WHAT TO PRODUCE:
Everything from the line containing "of the light" to the final line of the records below should be given again exactly, and nothing else.

SUPPLIED INFORMATION:
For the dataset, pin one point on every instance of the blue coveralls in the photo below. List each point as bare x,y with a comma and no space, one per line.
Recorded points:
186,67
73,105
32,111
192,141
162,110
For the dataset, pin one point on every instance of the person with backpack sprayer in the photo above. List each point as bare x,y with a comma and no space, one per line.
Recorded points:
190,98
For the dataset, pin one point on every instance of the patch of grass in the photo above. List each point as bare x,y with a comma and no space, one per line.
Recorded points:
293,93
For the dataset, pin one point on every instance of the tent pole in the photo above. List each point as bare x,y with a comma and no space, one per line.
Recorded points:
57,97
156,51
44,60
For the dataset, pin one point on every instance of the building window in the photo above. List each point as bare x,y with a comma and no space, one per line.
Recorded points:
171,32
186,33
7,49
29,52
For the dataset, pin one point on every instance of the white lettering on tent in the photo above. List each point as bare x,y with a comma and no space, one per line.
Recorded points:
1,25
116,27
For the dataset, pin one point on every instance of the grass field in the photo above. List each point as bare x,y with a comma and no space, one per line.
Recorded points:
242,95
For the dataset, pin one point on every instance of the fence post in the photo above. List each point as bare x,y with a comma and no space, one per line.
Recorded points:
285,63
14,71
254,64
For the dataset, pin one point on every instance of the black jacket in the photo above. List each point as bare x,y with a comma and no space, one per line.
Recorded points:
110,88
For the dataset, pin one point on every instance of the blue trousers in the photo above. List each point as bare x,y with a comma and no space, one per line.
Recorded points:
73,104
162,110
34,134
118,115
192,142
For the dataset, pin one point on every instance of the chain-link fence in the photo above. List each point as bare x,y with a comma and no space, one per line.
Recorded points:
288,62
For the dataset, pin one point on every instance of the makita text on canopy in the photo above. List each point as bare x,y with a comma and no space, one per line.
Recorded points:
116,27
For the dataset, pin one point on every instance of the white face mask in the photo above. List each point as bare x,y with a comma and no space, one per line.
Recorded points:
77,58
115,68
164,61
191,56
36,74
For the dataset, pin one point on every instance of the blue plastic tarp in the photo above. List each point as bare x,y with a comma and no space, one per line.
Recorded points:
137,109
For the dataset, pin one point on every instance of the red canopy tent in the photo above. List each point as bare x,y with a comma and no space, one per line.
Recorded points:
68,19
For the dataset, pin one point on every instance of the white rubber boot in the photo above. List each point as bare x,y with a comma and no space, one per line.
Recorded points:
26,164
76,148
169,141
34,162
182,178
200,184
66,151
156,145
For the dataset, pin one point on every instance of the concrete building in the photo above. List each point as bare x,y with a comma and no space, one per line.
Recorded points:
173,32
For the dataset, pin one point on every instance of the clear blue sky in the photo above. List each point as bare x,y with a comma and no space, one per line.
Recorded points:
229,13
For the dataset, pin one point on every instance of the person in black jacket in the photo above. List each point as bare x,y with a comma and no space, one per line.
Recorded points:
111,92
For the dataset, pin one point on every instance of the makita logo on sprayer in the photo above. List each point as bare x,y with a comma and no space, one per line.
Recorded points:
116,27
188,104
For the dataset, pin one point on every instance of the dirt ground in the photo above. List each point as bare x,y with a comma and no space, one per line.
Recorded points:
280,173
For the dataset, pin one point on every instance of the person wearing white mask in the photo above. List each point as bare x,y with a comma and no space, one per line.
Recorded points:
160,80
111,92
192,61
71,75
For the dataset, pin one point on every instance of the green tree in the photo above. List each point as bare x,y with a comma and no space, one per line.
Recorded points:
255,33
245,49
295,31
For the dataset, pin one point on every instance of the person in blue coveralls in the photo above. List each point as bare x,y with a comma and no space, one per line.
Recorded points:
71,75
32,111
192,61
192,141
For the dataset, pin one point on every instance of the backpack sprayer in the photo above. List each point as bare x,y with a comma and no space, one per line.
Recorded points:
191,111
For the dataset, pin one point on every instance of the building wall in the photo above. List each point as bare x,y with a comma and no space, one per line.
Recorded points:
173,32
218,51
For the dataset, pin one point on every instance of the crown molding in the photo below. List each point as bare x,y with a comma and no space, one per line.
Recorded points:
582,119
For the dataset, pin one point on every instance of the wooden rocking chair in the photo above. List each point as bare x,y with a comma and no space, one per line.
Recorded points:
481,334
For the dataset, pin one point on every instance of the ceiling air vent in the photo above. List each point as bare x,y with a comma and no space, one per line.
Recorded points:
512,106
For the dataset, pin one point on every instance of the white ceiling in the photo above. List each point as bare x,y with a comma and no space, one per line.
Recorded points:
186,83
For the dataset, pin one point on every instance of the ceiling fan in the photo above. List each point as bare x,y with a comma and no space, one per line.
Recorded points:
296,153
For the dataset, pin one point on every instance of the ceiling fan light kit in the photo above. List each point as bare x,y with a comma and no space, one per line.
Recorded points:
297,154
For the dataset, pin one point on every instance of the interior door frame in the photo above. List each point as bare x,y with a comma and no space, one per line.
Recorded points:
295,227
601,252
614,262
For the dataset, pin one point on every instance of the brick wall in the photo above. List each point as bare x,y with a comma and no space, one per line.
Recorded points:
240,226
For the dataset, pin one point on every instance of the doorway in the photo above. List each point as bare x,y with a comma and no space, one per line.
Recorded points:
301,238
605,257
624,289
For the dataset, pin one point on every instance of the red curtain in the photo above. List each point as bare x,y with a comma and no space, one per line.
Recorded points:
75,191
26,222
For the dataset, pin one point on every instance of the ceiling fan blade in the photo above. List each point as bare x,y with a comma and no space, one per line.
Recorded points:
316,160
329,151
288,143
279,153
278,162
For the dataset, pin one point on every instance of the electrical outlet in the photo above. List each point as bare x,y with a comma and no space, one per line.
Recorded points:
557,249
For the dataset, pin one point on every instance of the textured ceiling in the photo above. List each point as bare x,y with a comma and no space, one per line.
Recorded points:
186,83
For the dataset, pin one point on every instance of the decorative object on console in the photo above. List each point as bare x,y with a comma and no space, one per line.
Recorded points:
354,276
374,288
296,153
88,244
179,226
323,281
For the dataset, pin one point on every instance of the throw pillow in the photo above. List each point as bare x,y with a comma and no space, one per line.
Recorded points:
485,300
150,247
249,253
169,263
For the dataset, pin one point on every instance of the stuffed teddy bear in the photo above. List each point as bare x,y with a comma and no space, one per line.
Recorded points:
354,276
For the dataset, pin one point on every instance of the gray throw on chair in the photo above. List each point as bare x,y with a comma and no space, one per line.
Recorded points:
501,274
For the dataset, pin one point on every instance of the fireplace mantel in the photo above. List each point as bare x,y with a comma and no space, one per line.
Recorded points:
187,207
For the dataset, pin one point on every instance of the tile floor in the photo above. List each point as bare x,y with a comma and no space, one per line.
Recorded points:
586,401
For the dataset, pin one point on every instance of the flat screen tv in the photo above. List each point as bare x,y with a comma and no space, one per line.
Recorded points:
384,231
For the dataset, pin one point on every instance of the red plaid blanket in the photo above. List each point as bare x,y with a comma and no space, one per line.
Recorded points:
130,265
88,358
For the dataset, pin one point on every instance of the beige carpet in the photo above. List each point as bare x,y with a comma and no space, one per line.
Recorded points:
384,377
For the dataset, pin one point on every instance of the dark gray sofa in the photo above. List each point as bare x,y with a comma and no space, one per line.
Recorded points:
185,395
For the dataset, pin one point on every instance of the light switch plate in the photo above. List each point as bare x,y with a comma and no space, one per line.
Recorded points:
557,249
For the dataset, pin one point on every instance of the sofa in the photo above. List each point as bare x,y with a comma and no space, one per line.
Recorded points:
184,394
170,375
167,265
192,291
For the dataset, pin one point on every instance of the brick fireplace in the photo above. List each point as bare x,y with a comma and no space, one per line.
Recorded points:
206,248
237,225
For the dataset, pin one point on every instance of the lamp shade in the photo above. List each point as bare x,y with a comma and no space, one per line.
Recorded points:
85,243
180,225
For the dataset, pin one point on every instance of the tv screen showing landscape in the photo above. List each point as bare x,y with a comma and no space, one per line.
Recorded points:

THE RESULT:
For the dataset, pin one point on every instance of the light switch plate in the photo above. List each point as bare x,y with a comma and no space, one per line.
Recorded points:
557,249
For the dataset, pin one point on every instance of the sofa in the photo above. List each point as bare x,y with a comma and no space, one per line.
Recorded points:
184,394
170,375
167,265
192,291
For the dataset, pin one point on every instance of the brick fireplace in the photo above. List each point as bare x,y with a comma and no space, one per line.
Recorded points:
206,248
237,225
For the dataset, pin one point on every instance of the lamp shade in the photo above. List each point as bare x,y with a comma and no space, one per line.
Recorded points:
85,243
180,225
For the dataset, pin one point on every instance of the tv screen showing landscape in the photo above. List each point as bare x,y with a comma and no space, one per line.
Recorded points:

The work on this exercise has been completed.